**Excerpted passage**

# Uwe Boll on the internet petition against him



## TomAwesome (Apr 10, 2008)

I think he sounds like a pompous prick. Opinions?


----------



## Metal Ken (Apr 10, 2008)

Where's that petition? 
All of his movies _suck._

"Only Genius in the business" ? Coming from the guy who directed BloodRayne, BloodRayne II and BloodRayne III?


----------



## Groff (Apr 10, 2008)

Well, it's not like internet pettitions work anyway...

Uwe boll sucks.


----------



## Randy (Apr 10, 2008)

What a shitty director and a tremendous asshole.


----------



## neon_black88 (Apr 10, 2008)

Holy shit this guy is the biggest dick head on the face of the earth and he makes the worst movies ever at the same time.

Sometimes I really think hes playing a big alaborate joke on everyone and hes just gana turn around one day and say, "I was just fucking with you! I know my movies are terrible do you think im retarded and blind?"


----------



## ZeroSignal (Apr 10, 2008)

I'm not sure if I've actually seen any of his stuff but he sounds like a _spectacular_ asshole.


----------



## TomAwesome (Apr 10, 2008)

Metal Ken said:


> Where's that petition?



A quick search on petitionsonline turned up this one, though I don't know if it's the one in question. However...



TheMissing said:


> Well, it's not like internet pettitions work anyway...



Still, though, I think it's funny that the pro-Boll petition has 1885 signatures to the please-God-make-him-stop petition's 163575. 



ZeroSignal said:


> I'm not sure if I've actually seen any of his stuff but he sounds like a _spectacular_ asshole.



Most of the most horrendous movies that have been made from video games have been his work. When I first saw House of the Dead many years ago, I was shocked, and while I got many lulz from watching it, I was sure whoever made that movie would never make another one. Go figure.

**Task statement**
Rewrite the forum thread about Uwe Boll between "Holy shit this" and "ZeroSignal (Apr 10, 2008)", inclusive, changing every "movies" to "films".

**Data records**
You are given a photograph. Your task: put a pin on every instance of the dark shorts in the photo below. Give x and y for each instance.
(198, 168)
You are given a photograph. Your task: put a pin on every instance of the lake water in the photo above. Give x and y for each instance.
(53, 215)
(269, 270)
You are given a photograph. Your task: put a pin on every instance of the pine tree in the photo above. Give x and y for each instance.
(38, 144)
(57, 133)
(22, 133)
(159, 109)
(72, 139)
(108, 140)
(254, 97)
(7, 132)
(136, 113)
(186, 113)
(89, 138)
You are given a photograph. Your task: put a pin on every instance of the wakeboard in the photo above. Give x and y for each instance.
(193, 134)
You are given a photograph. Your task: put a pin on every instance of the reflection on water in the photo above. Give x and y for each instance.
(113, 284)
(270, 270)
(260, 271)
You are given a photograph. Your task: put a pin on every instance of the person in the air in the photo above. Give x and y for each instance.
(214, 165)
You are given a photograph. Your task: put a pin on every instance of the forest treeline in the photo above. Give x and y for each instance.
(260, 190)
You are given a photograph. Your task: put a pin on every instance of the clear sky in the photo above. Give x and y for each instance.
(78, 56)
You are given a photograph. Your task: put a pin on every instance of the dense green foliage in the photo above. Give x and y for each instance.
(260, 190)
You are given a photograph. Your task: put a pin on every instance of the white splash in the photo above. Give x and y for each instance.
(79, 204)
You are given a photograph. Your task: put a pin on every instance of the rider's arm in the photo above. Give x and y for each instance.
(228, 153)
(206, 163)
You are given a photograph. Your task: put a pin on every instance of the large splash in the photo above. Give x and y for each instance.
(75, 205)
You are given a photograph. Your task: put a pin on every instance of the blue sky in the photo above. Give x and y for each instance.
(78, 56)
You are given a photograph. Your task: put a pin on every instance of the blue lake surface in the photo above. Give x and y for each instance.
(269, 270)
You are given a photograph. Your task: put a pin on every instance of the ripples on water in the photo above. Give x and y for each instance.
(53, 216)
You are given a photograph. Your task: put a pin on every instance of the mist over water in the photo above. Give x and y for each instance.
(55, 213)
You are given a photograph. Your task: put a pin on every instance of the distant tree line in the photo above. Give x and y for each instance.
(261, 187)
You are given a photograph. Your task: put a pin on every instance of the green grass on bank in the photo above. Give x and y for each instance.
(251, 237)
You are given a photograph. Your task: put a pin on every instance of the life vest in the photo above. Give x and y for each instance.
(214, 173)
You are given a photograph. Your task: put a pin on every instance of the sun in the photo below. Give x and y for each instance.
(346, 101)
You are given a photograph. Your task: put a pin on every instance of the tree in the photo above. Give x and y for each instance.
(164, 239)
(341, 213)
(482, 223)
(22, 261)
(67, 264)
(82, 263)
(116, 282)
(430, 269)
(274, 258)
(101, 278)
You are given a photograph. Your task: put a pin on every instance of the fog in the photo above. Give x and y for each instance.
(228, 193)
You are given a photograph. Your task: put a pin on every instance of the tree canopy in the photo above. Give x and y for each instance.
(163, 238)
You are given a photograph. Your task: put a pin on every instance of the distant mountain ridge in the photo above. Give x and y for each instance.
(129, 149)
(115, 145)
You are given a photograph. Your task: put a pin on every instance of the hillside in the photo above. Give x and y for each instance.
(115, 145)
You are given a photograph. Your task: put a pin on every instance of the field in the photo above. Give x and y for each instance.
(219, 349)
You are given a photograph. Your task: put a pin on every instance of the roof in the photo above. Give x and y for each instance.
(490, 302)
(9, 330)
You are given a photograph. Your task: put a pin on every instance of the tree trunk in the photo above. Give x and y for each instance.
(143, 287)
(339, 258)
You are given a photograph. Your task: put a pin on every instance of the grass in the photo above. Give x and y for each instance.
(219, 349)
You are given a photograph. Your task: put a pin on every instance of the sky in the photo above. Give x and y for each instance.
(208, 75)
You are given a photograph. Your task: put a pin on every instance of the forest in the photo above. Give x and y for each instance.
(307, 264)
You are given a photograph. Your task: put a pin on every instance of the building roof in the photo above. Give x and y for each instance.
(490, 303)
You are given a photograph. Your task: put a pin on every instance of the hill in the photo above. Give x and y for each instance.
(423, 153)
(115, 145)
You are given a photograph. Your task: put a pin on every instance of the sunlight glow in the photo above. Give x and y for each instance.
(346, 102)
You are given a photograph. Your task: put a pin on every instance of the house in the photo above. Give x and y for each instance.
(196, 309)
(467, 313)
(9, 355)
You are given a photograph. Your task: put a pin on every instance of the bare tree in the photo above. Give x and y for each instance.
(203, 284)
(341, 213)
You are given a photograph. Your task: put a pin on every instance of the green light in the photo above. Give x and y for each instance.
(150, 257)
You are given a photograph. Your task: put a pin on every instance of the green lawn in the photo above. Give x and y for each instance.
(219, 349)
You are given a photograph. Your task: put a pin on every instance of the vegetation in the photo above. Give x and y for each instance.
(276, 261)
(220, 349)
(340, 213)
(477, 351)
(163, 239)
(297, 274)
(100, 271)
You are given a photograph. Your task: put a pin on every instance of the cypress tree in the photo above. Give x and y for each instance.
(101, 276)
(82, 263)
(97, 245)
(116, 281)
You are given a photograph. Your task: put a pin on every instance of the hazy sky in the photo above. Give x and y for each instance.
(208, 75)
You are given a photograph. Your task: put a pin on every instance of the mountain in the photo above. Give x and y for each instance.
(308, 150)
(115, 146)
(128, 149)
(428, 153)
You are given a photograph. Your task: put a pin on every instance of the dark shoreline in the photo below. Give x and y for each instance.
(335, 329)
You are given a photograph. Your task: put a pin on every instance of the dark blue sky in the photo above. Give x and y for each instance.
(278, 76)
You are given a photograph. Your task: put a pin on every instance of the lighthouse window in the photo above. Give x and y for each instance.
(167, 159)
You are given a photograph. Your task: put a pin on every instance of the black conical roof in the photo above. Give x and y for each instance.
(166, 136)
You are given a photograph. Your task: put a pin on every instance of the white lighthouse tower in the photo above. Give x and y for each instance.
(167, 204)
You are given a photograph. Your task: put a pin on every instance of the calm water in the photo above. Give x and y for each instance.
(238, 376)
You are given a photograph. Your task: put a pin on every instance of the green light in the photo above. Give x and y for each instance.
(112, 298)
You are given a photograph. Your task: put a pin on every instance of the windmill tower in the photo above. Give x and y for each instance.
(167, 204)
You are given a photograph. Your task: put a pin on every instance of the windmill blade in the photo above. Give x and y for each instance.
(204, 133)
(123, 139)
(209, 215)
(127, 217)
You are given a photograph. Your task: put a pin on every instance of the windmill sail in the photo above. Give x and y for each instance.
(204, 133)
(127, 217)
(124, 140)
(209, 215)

...

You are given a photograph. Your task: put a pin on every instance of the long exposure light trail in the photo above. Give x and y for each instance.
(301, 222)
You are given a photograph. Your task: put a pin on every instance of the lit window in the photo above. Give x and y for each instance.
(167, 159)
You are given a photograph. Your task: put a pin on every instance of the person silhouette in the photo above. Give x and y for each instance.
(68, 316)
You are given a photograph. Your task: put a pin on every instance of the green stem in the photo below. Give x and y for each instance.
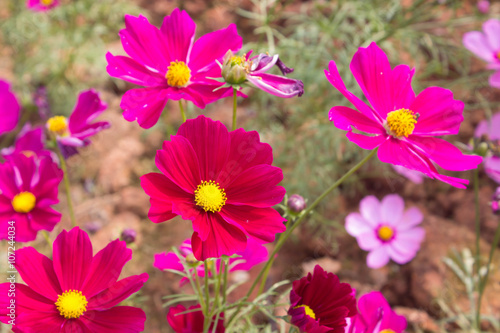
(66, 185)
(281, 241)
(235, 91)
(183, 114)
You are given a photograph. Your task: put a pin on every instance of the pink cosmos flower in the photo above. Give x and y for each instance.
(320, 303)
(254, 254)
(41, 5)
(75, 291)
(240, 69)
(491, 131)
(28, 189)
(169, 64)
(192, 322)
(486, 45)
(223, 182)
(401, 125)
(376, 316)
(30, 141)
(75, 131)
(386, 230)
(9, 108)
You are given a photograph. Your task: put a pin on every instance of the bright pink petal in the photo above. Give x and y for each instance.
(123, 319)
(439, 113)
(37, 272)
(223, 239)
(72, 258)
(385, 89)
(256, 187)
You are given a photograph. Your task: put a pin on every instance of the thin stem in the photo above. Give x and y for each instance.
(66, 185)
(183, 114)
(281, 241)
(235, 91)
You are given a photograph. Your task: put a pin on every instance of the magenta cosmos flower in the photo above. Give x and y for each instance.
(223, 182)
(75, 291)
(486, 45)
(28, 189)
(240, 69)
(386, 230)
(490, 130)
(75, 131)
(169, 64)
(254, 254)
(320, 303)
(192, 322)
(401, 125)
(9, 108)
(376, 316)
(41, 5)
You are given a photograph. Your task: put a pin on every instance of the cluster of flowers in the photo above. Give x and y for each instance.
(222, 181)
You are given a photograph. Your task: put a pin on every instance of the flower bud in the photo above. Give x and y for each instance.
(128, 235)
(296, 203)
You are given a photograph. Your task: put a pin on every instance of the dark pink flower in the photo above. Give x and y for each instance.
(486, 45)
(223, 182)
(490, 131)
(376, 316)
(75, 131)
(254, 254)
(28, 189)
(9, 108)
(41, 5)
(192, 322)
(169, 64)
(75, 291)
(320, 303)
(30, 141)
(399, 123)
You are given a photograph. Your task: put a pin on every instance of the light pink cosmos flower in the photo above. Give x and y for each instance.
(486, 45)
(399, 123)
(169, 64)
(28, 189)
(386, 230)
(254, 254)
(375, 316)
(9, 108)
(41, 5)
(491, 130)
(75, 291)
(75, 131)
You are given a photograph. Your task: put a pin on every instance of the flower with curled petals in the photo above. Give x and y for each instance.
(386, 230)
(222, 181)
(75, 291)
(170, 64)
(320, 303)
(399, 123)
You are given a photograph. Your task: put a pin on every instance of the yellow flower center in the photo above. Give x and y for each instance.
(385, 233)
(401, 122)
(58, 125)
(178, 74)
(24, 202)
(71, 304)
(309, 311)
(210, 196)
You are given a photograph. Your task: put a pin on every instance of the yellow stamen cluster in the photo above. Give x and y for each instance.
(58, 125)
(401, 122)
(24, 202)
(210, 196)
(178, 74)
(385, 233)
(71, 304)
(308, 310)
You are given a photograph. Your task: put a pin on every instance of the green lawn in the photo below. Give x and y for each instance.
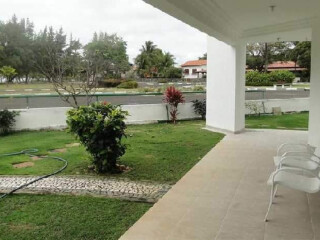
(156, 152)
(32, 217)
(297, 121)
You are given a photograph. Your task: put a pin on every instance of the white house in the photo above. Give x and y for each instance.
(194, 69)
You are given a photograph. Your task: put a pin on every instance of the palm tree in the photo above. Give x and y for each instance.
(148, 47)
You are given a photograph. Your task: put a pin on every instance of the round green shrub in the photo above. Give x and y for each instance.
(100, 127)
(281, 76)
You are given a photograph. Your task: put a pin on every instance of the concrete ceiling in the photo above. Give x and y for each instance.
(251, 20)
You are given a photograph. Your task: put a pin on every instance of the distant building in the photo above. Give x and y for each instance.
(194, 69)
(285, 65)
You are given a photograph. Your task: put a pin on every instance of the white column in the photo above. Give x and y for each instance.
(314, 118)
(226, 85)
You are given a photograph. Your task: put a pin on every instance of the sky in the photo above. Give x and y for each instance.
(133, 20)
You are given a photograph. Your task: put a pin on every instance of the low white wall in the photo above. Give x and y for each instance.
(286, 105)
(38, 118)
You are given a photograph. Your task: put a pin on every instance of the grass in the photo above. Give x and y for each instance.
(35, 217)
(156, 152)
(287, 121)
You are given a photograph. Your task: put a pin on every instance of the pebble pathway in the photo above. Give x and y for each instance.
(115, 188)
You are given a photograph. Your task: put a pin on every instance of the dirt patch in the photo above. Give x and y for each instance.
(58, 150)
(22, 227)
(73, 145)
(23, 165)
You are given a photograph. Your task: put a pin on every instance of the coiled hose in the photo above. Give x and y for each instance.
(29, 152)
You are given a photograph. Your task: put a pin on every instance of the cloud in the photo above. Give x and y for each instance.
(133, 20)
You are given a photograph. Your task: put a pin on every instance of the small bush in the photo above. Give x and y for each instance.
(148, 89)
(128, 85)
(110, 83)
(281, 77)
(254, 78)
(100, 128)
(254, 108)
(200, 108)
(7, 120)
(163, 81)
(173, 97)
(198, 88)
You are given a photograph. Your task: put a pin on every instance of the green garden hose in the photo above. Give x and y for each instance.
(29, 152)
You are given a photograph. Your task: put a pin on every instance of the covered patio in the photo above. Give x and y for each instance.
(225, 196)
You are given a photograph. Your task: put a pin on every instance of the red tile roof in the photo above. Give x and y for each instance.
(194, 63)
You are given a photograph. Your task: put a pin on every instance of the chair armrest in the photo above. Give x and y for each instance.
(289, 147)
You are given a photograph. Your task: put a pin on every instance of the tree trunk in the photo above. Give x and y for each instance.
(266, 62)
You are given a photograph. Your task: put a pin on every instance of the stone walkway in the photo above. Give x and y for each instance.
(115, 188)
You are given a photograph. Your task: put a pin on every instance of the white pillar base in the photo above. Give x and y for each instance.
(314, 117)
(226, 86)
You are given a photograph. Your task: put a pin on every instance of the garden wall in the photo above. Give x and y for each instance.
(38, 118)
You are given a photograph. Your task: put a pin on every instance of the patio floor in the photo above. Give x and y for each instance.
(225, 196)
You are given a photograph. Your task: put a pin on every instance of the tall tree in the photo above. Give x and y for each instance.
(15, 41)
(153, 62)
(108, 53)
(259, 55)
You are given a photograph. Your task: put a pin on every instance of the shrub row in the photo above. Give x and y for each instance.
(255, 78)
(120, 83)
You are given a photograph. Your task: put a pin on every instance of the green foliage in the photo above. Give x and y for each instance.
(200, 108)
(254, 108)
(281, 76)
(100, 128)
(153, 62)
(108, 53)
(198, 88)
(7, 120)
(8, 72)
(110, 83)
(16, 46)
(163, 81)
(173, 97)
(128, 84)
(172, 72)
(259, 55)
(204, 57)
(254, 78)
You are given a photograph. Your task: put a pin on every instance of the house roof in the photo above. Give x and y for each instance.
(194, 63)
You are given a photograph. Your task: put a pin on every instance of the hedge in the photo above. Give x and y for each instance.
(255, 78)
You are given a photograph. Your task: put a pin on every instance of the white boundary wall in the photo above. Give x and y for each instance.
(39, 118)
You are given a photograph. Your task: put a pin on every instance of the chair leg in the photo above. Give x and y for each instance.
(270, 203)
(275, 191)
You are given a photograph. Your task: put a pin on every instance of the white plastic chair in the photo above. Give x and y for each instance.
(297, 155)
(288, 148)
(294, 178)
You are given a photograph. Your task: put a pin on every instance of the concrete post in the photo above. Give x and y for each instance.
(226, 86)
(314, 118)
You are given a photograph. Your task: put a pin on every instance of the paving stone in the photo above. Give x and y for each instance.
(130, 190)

**Task output**
Holy shit this guy is the biggest dick head on the face of the earth and he makes the worst films ever at the same time.

Sometimes I really think hes playing a big alaborate joke on everyone and hes just gana turn around one day and say, "I was just fucking with you! I know my films are terrible do you think im retarded and blind?"


----------



## ZeroSignal (Apr 10, 2008)